Swap "pillar" for "column" throughout the data below and repeat the lines with every other part unchanged. Omit the pictures from your answer.

# start of Exercise data

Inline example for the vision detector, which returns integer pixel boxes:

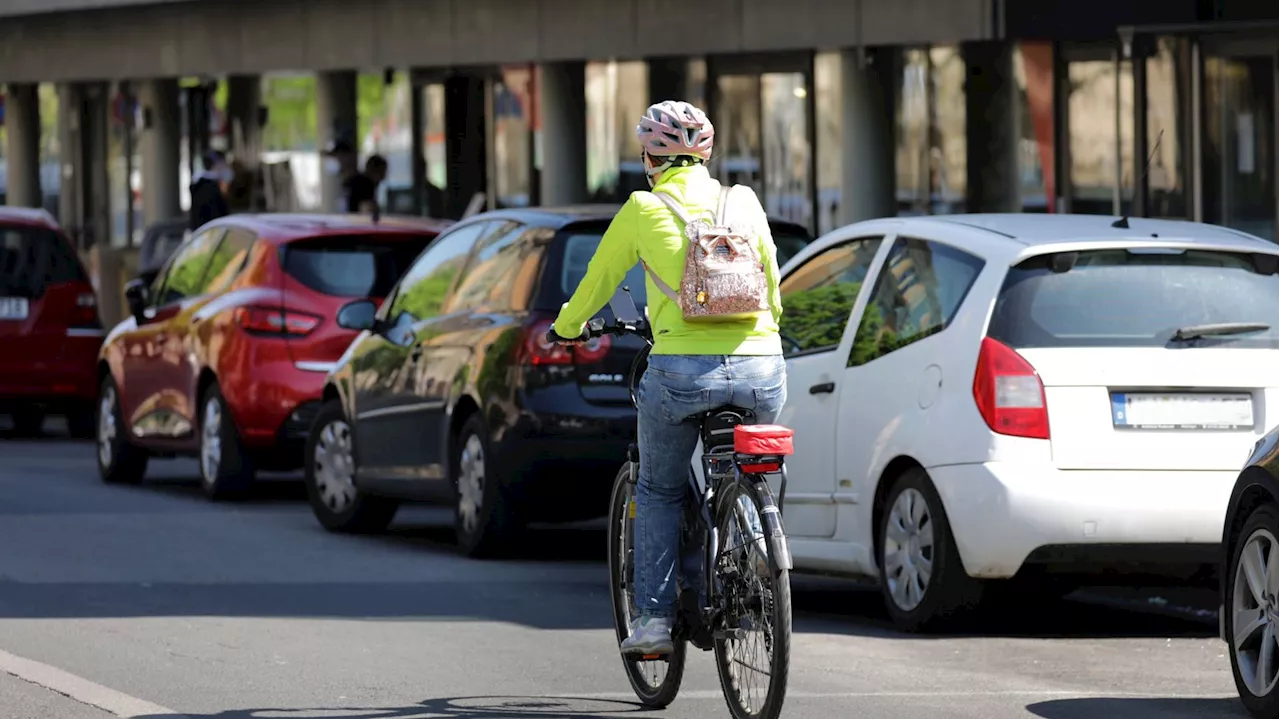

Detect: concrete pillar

[539,61,586,205]
[58,83,87,234]
[840,47,899,224]
[227,75,262,168]
[316,70,360,212]
[5,83,45,207]
[649,58,686,109]
[444,73,493,220]
[137,78,182,226]
[960,41,1023,212]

# end of Exercise data

Result below
Inline example for the vision detector, which returns integer pixel boxes:


Detect: concrete column

[539,61,586,205]
[58,83,87,234]
[840,47,899,224]
[227,75,262,168]
[316,70,360,212]
[5,83,45,207]
[649,58,686,109]
[444,73,493,220]
[137,78,182,226]
[960,41,1023,212]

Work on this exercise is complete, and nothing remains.